***** SELECTED EXTRACT *****

BLOG: What the charity sector can learn from Beyoncé

This month, Facebook newsfeeds were alive with Beyoncé’s new song, #FreedomForGirls. The release marks an ambitious new campaign around the UN’s Global Goal for Girls and is an example of the innovation needed to elevate key issues into the public consciousness.

The perfectly choreographed campaign saw one of the most famous women in the world launch empowering new content, via Facebook, on the International Day of The Girl.

Beyoncé’s involvement can focus attention on a campaign in a way that governments and brand campaigns cannot. As a global superstar and feminist icon, she is perfectly positioned to make the issue of Global Goals relevant for everyone – especially young women.

In a world of shrinking attention spans and ‘issue fatigue’, finding new ways of creating meaningful engagement with consumers is becoming ever more crucial for campaigns.

However, there are other creative ways for charities and causes to capture consumer attention. Embracing new media platforms to raise funds and awareness – like gaming – is a case in point of a proven, simple and cost-effective new method.

***** EXTRACTED DATA *****

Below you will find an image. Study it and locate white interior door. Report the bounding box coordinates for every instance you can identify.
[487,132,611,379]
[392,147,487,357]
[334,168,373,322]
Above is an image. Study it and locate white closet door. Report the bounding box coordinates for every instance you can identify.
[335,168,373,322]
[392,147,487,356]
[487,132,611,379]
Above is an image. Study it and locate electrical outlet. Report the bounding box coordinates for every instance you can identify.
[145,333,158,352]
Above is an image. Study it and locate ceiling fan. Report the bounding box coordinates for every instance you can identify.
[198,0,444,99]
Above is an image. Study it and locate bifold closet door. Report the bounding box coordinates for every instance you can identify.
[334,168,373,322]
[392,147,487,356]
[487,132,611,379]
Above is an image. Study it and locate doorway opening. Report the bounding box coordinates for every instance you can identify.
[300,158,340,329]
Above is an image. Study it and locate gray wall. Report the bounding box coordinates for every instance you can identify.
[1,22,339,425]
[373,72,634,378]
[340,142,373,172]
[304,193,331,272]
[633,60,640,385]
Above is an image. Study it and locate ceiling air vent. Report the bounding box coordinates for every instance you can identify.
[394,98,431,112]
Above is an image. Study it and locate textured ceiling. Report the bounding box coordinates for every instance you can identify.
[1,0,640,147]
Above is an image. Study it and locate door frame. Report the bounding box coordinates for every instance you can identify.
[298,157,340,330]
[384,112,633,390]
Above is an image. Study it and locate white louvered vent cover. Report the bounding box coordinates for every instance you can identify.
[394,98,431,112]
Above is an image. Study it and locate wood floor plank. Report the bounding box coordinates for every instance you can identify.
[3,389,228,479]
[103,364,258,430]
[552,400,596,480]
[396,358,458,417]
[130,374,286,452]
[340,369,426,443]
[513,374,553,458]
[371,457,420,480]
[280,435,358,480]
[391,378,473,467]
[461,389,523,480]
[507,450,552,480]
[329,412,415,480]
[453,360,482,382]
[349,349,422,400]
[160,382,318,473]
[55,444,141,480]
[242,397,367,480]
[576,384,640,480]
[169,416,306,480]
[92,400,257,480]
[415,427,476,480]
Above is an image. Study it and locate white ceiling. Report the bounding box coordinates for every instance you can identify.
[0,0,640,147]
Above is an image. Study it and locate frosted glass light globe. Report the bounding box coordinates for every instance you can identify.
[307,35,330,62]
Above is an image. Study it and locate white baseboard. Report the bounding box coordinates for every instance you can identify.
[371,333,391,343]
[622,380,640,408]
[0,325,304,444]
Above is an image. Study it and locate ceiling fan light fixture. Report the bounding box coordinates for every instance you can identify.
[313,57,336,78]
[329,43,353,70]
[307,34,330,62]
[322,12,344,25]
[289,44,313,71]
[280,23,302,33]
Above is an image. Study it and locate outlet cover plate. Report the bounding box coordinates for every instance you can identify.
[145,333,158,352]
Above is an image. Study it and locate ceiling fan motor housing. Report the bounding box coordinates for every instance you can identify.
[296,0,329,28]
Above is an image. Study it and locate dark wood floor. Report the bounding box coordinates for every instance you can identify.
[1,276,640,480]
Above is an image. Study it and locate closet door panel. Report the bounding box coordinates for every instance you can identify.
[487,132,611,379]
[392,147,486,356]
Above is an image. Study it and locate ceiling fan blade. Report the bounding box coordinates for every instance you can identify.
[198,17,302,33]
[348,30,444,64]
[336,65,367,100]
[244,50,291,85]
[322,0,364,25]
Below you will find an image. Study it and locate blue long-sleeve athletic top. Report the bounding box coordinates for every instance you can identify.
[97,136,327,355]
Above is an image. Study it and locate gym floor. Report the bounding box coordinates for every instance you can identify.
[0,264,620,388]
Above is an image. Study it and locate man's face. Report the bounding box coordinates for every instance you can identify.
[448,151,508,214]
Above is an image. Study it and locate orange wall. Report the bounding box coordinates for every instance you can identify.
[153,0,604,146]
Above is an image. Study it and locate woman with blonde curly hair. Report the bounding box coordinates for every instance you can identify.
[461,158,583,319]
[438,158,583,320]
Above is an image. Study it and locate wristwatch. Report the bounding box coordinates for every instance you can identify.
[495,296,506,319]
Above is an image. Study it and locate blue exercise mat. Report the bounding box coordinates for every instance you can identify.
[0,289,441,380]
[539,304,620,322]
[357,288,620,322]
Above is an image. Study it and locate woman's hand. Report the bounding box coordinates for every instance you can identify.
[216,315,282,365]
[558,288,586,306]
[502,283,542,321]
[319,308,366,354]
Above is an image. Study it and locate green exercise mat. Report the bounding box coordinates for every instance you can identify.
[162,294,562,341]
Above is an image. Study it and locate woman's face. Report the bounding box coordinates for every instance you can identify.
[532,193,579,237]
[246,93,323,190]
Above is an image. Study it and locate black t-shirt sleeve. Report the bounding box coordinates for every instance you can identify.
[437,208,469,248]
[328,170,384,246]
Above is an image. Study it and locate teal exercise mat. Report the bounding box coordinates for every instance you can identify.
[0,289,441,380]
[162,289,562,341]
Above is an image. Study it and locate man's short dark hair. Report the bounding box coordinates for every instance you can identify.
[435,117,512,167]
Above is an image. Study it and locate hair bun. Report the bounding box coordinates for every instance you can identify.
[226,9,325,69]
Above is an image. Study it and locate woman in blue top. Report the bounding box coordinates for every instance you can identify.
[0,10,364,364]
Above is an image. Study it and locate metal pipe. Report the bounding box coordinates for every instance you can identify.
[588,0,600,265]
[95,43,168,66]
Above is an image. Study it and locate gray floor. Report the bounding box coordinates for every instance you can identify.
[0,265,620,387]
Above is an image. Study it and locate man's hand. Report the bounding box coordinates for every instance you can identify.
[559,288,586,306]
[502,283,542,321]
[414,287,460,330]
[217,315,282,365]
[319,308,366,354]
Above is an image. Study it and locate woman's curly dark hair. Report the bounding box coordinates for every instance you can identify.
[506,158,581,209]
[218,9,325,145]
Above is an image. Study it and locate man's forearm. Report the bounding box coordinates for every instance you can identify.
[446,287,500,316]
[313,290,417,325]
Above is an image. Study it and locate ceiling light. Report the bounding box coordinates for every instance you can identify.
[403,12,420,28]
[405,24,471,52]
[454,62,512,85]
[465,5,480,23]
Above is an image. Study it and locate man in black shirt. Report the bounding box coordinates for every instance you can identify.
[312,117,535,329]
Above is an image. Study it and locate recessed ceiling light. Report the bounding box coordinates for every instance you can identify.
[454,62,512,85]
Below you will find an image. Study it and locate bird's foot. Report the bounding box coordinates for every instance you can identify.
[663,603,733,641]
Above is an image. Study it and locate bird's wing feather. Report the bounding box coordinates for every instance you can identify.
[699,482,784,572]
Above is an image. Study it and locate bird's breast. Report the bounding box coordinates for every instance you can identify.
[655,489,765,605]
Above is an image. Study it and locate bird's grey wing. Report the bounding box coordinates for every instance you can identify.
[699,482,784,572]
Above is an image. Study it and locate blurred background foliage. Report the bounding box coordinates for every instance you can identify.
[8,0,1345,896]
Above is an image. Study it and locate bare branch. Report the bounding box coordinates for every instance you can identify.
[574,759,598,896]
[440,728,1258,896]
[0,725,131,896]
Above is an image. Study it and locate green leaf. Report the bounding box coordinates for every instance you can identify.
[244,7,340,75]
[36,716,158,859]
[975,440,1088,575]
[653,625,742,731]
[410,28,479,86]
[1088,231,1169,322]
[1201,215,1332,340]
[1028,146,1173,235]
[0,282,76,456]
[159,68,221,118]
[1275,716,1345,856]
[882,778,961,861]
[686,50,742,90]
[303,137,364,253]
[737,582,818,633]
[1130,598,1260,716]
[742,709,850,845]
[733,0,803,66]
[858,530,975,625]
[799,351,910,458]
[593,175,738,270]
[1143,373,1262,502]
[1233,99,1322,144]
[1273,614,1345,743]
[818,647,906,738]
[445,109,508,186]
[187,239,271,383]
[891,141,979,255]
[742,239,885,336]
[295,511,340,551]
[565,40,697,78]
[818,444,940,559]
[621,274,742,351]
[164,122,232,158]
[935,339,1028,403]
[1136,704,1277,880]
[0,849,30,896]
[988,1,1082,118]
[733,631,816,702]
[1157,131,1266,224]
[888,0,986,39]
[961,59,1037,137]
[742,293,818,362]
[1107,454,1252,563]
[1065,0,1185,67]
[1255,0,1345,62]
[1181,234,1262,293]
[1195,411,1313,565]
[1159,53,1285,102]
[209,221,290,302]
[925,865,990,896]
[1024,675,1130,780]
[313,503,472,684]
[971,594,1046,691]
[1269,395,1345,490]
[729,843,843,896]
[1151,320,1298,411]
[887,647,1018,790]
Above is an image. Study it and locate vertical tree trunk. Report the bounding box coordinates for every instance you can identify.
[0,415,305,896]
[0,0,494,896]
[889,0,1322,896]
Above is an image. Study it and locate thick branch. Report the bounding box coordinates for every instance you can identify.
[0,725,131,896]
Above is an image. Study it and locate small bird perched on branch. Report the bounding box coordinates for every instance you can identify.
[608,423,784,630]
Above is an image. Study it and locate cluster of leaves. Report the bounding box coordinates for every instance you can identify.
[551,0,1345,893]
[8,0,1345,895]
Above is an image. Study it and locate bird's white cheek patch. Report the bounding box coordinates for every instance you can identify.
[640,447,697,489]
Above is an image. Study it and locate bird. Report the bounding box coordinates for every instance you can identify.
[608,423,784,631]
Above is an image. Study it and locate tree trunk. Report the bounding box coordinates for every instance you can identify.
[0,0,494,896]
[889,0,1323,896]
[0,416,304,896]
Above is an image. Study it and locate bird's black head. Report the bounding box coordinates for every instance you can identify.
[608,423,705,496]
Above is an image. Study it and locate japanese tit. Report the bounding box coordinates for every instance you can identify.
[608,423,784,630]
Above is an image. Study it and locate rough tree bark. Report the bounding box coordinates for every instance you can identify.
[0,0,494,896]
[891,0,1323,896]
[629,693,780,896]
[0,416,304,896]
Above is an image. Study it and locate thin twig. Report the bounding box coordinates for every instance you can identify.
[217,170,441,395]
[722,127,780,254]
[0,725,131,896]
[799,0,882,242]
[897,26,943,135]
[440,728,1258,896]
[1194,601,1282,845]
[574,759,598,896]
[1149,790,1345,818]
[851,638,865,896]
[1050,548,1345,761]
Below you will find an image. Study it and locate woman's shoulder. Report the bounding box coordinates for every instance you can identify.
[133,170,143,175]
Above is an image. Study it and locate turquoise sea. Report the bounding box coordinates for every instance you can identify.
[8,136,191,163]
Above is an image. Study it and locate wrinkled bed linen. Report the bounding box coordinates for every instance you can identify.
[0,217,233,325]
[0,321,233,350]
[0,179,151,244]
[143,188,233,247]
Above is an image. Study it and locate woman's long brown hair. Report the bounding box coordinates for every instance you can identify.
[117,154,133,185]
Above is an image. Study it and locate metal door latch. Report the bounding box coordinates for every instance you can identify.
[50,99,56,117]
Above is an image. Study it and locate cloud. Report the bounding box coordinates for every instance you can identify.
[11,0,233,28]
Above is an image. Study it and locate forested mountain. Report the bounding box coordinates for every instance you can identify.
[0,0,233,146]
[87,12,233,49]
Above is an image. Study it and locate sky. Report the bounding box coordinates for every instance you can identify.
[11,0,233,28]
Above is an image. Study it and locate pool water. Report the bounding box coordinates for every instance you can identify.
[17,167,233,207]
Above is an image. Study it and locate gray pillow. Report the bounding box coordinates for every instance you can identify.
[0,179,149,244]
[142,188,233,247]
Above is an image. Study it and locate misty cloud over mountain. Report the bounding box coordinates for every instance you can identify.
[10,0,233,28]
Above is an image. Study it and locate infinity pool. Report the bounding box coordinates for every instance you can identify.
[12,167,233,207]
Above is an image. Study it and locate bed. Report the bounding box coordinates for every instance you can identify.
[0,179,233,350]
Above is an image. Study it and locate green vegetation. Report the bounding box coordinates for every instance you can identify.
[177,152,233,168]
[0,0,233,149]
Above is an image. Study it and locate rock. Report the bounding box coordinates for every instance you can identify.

*****

● **SET OF TASKS**:
A – Translate this sentence from the blog post into French: "Beyoncé’s involvement can focus attention on a campaign in a way that governments and brand campaigns cannot."
B – Update the blog post from "The perfectly choreographed" up to and including "crucial for campaigns.", replacing "superstar" with "pop star".
The rows are not required for what follows.

● **THE RESULTS**:
A – L’implication de Beyoncé peut attirer l’attention sur une campagne d’une manière dont les gouvernements et les campagnes de marque sont incapables.

B –
The perfectly choreographed campaign saw one of the most famous women in the world launch empowering new content, via Facebook, on the International Day of The Girl.

Beyoncé’s involvement can focus attention on a campaign in a way that governments and brand campaigns cannot. As a global pop star and feminist icon, she is perfectly positioned to make the issue of Global Goals relevant for everyone – especially young women.

In a world of shrinking attention spans and ‘issue fatigue’, finding new ways of creating meaningful engagement with consumers is becoming ever more crucial for campaigns.